(Coordinate annotation entries)
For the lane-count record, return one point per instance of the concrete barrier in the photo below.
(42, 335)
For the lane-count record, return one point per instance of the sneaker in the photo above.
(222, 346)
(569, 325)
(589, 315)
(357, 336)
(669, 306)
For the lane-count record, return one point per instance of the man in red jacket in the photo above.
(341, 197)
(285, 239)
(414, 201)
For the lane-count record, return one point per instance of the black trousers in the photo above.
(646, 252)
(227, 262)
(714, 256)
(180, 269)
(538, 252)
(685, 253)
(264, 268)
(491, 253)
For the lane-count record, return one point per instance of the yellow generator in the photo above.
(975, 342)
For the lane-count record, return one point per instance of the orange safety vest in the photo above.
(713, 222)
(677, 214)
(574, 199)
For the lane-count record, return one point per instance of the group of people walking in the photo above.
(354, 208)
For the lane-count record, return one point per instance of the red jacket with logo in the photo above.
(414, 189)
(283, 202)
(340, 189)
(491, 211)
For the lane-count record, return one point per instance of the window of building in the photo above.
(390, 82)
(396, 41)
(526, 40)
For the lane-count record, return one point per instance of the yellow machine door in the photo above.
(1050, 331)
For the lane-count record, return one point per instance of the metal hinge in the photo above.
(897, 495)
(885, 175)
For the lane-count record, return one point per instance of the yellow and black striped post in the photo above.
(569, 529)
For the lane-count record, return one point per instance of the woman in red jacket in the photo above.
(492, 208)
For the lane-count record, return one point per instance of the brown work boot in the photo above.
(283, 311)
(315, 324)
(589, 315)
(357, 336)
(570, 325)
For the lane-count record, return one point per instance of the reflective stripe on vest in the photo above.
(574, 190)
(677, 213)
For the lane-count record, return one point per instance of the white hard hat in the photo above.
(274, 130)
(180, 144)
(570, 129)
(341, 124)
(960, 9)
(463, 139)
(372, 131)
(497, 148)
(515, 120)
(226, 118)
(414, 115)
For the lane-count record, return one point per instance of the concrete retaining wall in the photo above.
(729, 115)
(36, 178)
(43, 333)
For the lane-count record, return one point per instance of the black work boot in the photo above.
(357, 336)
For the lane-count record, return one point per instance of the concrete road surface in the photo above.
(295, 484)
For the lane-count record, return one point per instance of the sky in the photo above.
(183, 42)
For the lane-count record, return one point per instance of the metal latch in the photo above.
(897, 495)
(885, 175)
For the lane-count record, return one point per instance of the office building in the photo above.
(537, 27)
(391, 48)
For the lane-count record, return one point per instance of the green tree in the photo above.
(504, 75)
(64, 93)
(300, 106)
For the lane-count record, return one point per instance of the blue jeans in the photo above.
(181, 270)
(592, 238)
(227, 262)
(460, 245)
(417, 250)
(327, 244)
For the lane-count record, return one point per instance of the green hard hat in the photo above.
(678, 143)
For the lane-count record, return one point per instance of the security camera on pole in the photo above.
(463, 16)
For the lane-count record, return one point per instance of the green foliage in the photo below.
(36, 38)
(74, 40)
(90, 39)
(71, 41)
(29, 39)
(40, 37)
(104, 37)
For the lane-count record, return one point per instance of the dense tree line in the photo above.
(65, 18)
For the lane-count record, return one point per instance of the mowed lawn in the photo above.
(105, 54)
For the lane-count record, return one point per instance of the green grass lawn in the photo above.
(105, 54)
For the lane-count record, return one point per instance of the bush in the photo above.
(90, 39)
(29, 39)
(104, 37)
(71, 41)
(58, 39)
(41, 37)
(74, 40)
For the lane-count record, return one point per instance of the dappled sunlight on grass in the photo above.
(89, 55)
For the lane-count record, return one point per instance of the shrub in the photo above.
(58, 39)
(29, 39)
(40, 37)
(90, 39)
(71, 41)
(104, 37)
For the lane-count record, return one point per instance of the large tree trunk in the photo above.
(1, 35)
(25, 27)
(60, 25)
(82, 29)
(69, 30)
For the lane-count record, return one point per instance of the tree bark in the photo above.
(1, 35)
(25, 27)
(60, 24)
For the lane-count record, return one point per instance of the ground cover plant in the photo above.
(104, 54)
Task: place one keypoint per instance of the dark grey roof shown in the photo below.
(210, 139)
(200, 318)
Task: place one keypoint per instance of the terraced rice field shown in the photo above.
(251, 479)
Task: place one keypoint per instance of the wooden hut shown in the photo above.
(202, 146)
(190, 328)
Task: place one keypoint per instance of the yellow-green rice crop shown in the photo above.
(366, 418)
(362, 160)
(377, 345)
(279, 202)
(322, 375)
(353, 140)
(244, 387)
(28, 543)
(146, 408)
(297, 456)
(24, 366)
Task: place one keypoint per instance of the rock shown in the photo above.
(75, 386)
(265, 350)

■ INSTRUCTIONS FOR THE TASK
Reproduce exactly the lines from the one with "mowed lawn in the photo above." through the end of the entries above, both ends included.

■ THE ANSWER
For the lane-count record, return one point per instance of the mowed lawn in the photo above.
(105, 54)
For the lane-count record, return one point per instance of the green grass lawn in the photo above.
(105, 54)
For the lane-count record, return one point per instance of the bush in the photo above.
(90, 39)
(29, 39)
(104, 37)
(71, 41)
(58, 39)
(41, 37)
(74, 40)
For the lane-count record, return one point per instance of the dappled sunlight on grass in the photo above.
(89, 55)
For the lane-count record, return one point per instance of the shrub in the photo above.
(58, 39)
(29, 39)
(40, 37)
(90, 39)
(71, 41)
(104, 37)
For the lane-count record, return one point per instance of the large tree trunk in the photo above.
(1, 35)
(25, 27)
(60, 25)
(82, 29)
(69, 30)
For the lane-count record, return one point per instance of the tree bark in the photo above.
(1, 35)
(25, 27)
(60, 24)
For the lane-count record, return one point per instance of the ground cover plant in the photo above.
(104, 54)
Task: place one keypoint per instance of the dark grey roof shown in the photo below.
(210, 139)
(200, 318)
Task: place one keypoint per instance of the terraced rice field shown in the photo above.
(251, 479)
Task: place one keypoint per instance of the wooden hut shown in the photo above.
(202, 146)
(190, 328)
Task: place one keypoint per instance of the yellow-green rice crop shown in the photo above.
(366, 418)
(362, 160)
(377, 345)
(279, 202)
(322, 375)
(353, 140)
(244, 387)
(28, 543)
(146, 408)
(297, 456)
(24, 366)
Task: place one keypoint per instance of the rock shown in the photo above.
(75, 386)
(265, 350)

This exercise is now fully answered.